:: Stored records
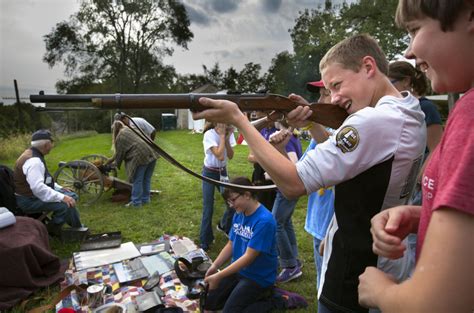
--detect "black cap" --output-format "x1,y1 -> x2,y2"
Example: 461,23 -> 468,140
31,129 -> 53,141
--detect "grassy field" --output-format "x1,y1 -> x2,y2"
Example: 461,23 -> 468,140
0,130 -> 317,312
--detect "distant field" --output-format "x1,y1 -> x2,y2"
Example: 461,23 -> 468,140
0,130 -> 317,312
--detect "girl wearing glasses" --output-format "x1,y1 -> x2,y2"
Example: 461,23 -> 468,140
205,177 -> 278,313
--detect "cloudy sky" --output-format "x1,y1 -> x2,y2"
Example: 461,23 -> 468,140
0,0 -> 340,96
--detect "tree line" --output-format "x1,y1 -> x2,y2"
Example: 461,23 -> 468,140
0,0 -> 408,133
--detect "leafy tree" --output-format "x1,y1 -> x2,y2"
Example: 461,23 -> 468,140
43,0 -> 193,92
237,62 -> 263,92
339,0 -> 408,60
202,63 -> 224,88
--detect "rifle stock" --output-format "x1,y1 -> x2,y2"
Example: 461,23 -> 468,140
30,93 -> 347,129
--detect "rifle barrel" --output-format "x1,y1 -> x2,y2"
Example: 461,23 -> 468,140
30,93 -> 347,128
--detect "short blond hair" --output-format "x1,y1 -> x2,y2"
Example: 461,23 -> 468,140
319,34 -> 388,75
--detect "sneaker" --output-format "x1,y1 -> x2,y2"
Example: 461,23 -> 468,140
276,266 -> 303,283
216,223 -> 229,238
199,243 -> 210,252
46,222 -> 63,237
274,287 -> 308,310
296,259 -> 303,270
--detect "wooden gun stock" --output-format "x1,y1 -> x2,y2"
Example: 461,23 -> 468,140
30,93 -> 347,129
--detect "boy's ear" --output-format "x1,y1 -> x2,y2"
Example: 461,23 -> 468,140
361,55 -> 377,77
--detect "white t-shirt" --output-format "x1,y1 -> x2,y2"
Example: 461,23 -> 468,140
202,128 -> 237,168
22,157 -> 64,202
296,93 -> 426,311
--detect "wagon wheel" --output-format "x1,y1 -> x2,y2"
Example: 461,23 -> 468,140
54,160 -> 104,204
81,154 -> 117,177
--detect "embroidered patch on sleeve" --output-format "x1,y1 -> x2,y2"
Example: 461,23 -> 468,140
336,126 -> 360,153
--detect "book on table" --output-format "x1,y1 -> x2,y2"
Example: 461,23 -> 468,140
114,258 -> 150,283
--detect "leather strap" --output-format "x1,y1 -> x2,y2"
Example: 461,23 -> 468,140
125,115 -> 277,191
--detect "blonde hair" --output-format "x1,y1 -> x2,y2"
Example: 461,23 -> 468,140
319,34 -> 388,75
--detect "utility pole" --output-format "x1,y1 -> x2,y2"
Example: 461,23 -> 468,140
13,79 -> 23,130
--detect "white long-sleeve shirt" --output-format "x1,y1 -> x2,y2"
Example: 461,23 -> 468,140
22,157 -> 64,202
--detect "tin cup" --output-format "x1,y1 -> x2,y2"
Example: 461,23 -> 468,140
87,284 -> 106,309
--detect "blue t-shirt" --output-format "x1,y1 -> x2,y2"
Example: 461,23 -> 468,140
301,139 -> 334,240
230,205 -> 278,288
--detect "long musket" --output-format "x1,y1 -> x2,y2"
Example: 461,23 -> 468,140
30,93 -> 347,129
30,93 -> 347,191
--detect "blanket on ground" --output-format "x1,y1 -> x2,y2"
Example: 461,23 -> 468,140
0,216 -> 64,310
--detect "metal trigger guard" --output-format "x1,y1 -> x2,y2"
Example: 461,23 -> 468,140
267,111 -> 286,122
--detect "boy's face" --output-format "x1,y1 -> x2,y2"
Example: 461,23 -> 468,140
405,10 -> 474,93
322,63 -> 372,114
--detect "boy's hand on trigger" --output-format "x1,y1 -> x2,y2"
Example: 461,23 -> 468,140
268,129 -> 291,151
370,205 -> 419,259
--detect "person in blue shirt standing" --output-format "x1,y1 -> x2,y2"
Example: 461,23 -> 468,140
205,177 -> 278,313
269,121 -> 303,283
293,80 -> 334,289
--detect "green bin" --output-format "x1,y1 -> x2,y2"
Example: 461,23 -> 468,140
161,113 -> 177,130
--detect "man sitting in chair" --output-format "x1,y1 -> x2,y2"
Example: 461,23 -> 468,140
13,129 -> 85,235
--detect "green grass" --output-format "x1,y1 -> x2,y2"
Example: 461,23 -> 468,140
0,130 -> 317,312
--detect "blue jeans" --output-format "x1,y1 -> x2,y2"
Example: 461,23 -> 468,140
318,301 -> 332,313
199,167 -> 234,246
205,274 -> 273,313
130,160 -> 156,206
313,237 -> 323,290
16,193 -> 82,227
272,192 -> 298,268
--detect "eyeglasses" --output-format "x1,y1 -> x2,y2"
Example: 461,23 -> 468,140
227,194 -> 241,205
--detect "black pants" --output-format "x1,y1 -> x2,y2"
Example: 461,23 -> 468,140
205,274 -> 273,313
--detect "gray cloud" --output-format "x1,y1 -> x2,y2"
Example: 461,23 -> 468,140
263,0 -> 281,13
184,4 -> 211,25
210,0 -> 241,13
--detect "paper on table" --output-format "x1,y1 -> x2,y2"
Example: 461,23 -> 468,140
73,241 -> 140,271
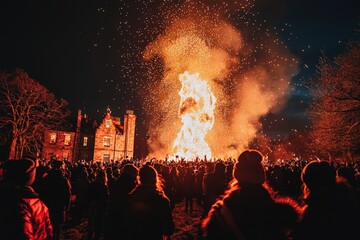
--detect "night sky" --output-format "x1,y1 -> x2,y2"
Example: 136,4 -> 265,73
::::
List every line in the records that contains the word "trigger".

● Finished exercise
--detect "metal trigger guard" --output-format "x1,y1 -> x2,y2"
--detect "boy's hand on trigger" --output-format "x1,y1 -> x2,y2"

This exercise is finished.